Text under study section start
- Iowa flag
- Active: July 17, 1861, to July 21, 1865
- Country: United States
- Allegiance: Union
- Branch: Infantry
- Engagements: Battle of Shiloh; Siege of Corinth; Siege of Vicksburg; Battle of Chattanooga; Battle of Lookout Mountain; Battle of Missionary Ridge; Battle of Resaca; Battle of Kennesaw Mountain; Battle of Jonesborough; March to the Sea; Battle of Bentonville;

= 6th Iowa Infantry Regiment =

Infantry regiment in the American Civil War

The 6th Iowa Infantry Regiment was an infantry regiment that served in the Union Army during the American Civil War. The regiment was organized at Burlington, Iowa on July 17, 1861, and mustered out of service on July 21, 1865, in Louisville, Kentucky.

==Service==
The 6th Iowa Infantry was organized at Burlington, Iowa and mustered into Federal forces on July 17, 1861, by United States Army lieutenant Alexander Chambers. On August 6, 1861, Colonel John Adair McDowell received orders to proceed to Keokuk, Iowa, where he received arms for six companies of his regiment and immediately marched across the Missouri border to help the 5th Iowa Infantry prevent a threatened invasion of Iowa by Confederate troops. On September 19, 1861, the regiment left Benton Barracks and was transported by rail to Jefferson City, Missouri.
Text under study section end
Explore the material:
1. According to the text on the 6th Iowa Infantry Regiment, who mustered the regiment into Federal forces on July 17, 1861?
2. Write the next part of the text on the 6th Iowa Infantry Regiment, picking up after its last sentence.
The records have nothing to do with this.
Dataset excerpts section start
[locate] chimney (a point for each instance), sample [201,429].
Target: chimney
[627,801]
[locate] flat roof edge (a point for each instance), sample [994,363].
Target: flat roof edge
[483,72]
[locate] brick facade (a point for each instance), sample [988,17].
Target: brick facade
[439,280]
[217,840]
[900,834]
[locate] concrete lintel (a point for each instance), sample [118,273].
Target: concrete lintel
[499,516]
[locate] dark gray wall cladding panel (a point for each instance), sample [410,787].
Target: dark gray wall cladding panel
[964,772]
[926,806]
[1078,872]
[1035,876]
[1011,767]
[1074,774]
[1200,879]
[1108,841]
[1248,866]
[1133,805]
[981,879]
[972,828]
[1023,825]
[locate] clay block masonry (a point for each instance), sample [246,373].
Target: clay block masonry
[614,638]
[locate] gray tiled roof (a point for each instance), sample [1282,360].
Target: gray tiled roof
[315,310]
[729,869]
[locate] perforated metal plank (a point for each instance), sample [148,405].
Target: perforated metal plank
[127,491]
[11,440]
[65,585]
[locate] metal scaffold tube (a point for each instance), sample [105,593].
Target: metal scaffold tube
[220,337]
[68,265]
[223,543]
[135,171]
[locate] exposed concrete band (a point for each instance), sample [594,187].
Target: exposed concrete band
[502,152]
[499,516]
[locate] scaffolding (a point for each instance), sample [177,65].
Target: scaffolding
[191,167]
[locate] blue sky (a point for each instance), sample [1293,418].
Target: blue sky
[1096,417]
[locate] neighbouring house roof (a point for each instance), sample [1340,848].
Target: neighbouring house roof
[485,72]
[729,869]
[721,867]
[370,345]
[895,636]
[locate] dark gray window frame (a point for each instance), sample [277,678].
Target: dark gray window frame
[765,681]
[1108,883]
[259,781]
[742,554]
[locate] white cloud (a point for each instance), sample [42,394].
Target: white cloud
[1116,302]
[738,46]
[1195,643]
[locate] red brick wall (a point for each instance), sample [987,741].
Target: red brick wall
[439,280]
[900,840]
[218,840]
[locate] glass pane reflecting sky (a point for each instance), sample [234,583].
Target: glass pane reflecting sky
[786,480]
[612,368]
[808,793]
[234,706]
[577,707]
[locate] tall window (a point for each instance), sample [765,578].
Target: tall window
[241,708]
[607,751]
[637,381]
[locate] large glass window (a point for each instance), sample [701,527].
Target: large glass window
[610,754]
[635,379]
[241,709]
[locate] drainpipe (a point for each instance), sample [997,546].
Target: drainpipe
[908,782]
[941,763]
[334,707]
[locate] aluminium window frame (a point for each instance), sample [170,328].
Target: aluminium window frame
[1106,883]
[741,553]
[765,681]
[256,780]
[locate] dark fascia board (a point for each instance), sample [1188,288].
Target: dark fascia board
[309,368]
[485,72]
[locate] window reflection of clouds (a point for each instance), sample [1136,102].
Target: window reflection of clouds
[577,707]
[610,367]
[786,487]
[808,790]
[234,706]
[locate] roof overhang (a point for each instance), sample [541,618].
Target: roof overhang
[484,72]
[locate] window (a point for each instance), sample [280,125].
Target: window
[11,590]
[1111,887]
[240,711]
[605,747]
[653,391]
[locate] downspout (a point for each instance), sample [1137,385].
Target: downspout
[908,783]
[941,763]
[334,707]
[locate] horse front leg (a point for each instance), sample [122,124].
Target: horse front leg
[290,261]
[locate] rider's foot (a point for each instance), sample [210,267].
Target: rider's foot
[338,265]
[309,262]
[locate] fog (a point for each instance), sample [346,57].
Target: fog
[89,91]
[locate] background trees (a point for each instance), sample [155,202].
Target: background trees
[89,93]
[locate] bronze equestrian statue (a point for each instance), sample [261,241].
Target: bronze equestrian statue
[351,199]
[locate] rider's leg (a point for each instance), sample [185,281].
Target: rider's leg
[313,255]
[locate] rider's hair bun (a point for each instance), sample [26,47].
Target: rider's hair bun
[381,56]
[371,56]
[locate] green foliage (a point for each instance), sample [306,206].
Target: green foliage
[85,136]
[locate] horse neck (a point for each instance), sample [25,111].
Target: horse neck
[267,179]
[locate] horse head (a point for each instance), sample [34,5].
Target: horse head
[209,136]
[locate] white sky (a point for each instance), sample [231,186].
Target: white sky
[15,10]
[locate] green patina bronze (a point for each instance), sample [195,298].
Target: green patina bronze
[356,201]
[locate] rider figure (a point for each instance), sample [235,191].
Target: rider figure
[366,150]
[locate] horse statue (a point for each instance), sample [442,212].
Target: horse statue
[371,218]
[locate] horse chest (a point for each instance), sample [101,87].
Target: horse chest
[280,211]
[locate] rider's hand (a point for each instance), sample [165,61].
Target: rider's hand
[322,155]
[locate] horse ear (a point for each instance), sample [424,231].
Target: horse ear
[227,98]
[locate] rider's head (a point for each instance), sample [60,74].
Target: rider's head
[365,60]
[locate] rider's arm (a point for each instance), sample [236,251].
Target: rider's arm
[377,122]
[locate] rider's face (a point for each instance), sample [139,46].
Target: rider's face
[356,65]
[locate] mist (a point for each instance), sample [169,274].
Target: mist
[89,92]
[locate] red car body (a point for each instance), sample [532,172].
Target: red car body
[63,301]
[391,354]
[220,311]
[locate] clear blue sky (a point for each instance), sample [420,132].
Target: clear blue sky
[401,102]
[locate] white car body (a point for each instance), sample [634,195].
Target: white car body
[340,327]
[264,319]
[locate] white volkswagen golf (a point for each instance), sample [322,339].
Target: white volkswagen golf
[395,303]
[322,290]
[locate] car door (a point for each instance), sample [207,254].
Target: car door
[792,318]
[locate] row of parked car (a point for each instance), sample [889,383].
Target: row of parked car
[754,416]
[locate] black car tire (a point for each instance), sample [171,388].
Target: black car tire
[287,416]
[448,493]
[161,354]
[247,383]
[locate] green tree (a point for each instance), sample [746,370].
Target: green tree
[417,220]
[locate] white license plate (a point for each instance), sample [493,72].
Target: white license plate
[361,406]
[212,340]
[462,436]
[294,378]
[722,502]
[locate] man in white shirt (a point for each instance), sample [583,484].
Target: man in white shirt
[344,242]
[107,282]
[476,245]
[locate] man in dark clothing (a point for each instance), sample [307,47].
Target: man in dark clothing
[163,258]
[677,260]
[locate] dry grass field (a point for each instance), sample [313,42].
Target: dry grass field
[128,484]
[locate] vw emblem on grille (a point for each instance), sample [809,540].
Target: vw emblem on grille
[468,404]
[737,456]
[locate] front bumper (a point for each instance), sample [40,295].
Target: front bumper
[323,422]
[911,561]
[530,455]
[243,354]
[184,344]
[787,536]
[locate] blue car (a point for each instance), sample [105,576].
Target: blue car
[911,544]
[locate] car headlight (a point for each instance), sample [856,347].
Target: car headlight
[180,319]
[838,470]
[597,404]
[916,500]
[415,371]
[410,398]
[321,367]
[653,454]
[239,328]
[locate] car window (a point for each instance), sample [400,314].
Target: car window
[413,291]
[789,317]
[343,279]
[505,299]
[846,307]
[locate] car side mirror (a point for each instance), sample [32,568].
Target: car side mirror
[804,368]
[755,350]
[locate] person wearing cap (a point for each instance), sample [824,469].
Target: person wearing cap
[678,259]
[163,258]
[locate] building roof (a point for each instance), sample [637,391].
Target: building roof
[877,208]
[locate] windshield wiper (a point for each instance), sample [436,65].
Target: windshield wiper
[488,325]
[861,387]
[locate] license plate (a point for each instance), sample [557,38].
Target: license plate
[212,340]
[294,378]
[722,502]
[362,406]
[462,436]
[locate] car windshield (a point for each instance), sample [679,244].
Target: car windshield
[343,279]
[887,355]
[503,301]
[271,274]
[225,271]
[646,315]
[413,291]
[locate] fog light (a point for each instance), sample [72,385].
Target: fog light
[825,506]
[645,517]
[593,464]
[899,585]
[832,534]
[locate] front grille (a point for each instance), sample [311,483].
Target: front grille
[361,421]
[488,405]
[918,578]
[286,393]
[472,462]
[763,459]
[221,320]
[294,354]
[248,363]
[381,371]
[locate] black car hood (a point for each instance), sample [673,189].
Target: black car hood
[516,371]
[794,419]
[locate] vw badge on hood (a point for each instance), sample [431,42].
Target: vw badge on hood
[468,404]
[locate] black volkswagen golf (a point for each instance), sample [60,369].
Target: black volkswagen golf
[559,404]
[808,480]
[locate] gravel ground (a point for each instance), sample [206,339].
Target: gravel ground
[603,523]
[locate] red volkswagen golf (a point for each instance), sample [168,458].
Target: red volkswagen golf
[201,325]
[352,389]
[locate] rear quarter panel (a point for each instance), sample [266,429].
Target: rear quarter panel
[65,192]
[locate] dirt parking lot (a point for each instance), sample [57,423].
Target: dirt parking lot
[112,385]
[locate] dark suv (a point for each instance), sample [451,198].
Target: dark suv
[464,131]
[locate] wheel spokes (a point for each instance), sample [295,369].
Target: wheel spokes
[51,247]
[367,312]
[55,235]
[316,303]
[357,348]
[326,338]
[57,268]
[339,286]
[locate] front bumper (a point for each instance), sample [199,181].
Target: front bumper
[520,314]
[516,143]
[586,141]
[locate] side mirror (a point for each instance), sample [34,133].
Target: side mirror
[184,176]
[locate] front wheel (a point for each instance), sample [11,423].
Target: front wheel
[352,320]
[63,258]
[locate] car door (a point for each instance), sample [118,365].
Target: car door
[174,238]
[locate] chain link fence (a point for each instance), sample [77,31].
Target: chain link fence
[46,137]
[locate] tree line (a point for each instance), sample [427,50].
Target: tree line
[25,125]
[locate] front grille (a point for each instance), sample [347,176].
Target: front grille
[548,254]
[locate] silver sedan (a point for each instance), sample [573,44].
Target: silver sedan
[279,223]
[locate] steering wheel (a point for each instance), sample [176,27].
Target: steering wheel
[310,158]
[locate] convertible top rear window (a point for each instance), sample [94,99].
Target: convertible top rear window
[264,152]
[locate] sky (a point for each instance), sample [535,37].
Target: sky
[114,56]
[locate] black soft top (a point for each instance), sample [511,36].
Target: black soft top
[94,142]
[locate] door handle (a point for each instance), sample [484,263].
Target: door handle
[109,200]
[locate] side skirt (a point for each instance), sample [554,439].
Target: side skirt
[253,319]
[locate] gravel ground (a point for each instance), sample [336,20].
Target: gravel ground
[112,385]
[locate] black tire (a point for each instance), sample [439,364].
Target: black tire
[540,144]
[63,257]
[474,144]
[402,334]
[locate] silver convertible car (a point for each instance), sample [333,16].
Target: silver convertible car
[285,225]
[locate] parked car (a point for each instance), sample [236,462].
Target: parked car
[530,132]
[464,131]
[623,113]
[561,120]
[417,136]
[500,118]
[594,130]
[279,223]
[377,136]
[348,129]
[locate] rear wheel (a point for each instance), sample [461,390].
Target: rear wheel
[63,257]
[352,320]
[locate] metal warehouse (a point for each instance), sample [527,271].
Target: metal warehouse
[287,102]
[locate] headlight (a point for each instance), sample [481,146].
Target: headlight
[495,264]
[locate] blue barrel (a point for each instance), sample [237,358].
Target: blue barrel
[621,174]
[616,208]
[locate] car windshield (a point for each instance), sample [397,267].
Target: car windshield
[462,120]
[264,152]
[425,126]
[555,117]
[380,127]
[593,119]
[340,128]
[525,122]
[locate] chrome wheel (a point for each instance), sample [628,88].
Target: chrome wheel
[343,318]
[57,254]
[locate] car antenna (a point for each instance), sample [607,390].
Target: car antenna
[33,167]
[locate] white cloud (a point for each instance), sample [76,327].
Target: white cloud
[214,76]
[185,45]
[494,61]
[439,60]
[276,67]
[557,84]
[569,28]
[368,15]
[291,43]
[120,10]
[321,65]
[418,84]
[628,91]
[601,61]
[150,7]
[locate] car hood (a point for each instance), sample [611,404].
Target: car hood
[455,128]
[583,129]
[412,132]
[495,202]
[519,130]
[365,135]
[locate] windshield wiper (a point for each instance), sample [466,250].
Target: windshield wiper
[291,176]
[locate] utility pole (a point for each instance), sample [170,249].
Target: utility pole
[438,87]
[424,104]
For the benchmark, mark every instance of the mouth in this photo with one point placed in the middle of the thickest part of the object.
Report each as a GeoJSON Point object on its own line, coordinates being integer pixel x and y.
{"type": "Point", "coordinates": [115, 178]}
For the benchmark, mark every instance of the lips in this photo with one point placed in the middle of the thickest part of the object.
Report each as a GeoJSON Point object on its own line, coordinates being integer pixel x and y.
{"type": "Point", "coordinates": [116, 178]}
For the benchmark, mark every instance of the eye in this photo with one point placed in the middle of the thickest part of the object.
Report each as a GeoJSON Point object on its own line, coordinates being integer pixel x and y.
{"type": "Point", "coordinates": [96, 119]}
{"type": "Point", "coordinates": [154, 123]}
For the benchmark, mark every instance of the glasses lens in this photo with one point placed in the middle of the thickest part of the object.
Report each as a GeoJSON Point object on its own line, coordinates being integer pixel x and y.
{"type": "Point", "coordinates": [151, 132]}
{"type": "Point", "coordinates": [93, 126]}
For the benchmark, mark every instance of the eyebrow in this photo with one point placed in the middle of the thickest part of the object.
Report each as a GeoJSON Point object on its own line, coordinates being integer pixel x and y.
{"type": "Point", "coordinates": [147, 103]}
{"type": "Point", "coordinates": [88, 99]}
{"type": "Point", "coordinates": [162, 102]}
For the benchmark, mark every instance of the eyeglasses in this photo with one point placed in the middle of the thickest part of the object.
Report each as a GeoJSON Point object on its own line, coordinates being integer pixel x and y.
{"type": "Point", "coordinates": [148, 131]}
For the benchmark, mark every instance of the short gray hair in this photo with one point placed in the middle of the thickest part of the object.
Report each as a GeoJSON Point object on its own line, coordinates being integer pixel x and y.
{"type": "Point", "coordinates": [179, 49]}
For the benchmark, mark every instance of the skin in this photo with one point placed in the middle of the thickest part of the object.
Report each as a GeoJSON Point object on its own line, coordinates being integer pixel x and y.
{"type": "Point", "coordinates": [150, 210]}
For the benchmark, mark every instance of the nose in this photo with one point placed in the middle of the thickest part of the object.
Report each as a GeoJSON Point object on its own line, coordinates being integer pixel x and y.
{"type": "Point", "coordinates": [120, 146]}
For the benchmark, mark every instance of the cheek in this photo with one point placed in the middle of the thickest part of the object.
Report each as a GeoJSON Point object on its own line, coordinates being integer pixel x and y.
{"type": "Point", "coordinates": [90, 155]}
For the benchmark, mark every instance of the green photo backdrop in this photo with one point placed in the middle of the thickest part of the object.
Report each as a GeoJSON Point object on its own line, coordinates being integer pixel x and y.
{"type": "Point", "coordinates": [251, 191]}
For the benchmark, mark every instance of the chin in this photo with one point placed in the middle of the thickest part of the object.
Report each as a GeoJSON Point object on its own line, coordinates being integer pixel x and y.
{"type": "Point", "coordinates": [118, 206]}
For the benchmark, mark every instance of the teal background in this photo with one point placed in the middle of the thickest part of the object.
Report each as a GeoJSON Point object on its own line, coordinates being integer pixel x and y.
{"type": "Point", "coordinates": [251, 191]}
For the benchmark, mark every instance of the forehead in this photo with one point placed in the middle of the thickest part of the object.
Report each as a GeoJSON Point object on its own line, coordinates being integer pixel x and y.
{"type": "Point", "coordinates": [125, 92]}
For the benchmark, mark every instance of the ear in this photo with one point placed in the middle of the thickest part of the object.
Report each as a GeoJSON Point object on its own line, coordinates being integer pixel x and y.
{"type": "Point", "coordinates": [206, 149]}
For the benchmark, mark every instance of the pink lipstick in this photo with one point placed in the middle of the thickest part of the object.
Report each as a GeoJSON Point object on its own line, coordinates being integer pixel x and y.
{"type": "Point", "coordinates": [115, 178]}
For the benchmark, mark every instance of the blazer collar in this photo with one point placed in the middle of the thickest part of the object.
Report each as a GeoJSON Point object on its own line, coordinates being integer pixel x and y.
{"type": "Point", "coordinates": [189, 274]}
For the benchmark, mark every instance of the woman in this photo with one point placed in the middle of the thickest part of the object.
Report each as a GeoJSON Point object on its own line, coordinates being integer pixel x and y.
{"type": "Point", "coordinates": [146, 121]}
Dataset excerpts section end
Answer list:
1. United States Army lieutenant Alexander Chambers.

2.
On March 7, 1862, the regiment was ordered to join the Army of Tennessee. On March 16, 1862, the regiment left Pittsburg Landing, Tennessee and was assigned to the First Brigade of the 5th Division, which was commanded by William Tecumseh Sherman and Colonel McDowell. On July 24, 1862, the regiment reached Memphis, Tennessee, where they were based. On November 17, 1862, the regiment began an expedition to Vicksburg, Mississippi, and contributed in the campaign until Union Maj. Gen. Ulysses S. Grant was forced to abandon it on account of the capture of his materials at Holly Springs, Mississippi. On August 11, 1863, Colonel John M. Corse was promoted to brigadier general. The regiment was mustered out on July 21, 1865, in Louisville, Kentucky. Shortly after, the regiment was sent to Davenport, Iowa, where it was disbanded, and the men returned to their homes.

==Total strength and casualties==
The unit strength in the 6th Iowa Infantry was 1102. The regiment lost 8 officers and 144 enlisted men who were killed in action or who died of their wounds and 2 officers and 126 enlisted men who died of disease, for a total of 280 fatalities. 353 people were wounded and 311 people died from wounds.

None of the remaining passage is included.